» **Lesetext**
.....

Eine Ursache dafür ist, dass auf dem Rücken der Paketzusteller ein gnadenloser Konkurrenz- und Preiskampf ausgefochten wird, vor allem, weil Online-Plattformen wie Amazon und Zalando mit Gratis-Versand und kostenlosem Umtausch ihre Kunden umwerben. Da der Prozess des Auslieferns der Pakete bei allen Unternehmen weitgehend gleich ist, versuchen die Paketdienstleister auf dem hart umkämpften Markt ihre Konkurrenten durch Lohndrückerei Marktanteile wegzuschnappen. Massiver Arbeitsdruck, unbezahlte Überstunden und niedrige Löhne sind das Ergebnis.
»In der Paketzustellbranche haben sich zum Teil mafiöse Strukturen etabliert«, prangerte der ver.di-Vorsitzende Frank Bsirske die kriminellen Machenschaften beim Paketversand an: »Unternehmen wie Hermes engagieren Firmen, die wiederum andere Firmen beauftragen, die dann Menschen aus der Ukraine, aus Moldawien oder aus Weißrussland in die Lieferfahrzeuge setzen«. Über solche Ketten werden die Preise und damit die Löhne gedrückt. Werden die Beschäftigten von DHL und UPS noch bzw. wieder nach Tarif bezahlt, der deutlich über dem Mindestlohn liegt, ist die Bezahlung bei den anderen Zustelldiensten hundsmiserabel. Laut ver.di werden in der Branche real Stundenlöhne von 6 oder gar nur 4,50 Euro gezahlt, da die Arbeitszeiten oft bei 12 oder sogar 16 Stunden täglich betragen, statt der festgeschriebenen acht Stunden. Der Mindestlohn beträgt in Deutschland seit diesem Jahr 9,19 Euro pro Stunde.

.....

» **Ausgangsdaten**
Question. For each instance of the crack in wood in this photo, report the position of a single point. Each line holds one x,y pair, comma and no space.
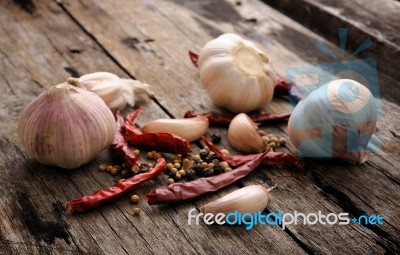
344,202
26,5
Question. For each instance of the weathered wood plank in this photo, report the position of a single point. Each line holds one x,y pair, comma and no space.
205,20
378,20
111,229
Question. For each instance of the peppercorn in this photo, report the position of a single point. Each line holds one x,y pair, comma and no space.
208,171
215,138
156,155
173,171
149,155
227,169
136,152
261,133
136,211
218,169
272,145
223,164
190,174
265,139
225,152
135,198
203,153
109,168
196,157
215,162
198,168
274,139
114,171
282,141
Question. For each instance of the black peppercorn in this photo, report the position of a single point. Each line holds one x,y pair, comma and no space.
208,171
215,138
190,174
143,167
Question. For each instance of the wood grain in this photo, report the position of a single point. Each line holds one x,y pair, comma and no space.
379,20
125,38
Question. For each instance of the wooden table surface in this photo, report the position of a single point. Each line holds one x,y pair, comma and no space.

.....

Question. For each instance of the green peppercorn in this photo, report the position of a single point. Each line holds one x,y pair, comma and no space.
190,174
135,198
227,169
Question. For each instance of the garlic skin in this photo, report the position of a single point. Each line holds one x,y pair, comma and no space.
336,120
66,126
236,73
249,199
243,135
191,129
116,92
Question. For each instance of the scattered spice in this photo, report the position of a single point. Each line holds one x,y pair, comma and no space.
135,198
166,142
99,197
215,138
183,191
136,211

.....

» **Zu erledigen**
1: Geben Sie den Abschnitt aus dem Text über die Paketzusteller wieder, der mit den Worten „Eine Ursache dafür“ beginnt und mit „sind das Ergebnis.“ schließt.
2: Stellen Sie in den Datensätzen den Teil von der Zeile mit „Question. For each instance of the wood grain“ bis einschließlich der Zeile mit „Question. For each instance of the wooden“ als Markdown-Tabelle dar, und zwar nur diesen Teil. Die Tabelle hat die Spalten „Nummer“ und „Zeile“, und leere Zeilen entfallen.
Der Text und die Datensätze haben inhaltlich nichts miteinander zu tun.

» **Lösungen**
1:
Eine Ursache dafür ist, dass auf dem Rücken der Paketzusteller ein gnadenloser Konkurrenz- und Preiskampf ausgefochten wird, vor allem, weil Online-Plattformen wie Amazon und Zalando mit Gratis-Versand und kostenlosem Umtausch ihre Kunden umwerben. Da der Prozess des Auslieferns der Pakete bei allen Unternehmen weitgehend gleich ist, versuchen die Paketdienstleister auf dem hart umkämpften Markt ihre Konkurrenten durch Lohndrückerei Marktanteile wegzuschnappen. Massiver Arbeitsdruck, unbezahlte Überstunden und niedrige Löhne sind das Ergebnis.

2:
| Nummer | Zeile |
|---|---|
| 1 | Question. For each instance of the wood grain in this photo, report the position of a single point. Each line holds one x,y pair, comma and no space. |
| 2 | 379,20 |
| 3 | 125,38 |
| 4 | Question. For each instance of the wooden table surface in this photo, report the position of a single point. Each line holds one x,y pair, comma and no space. |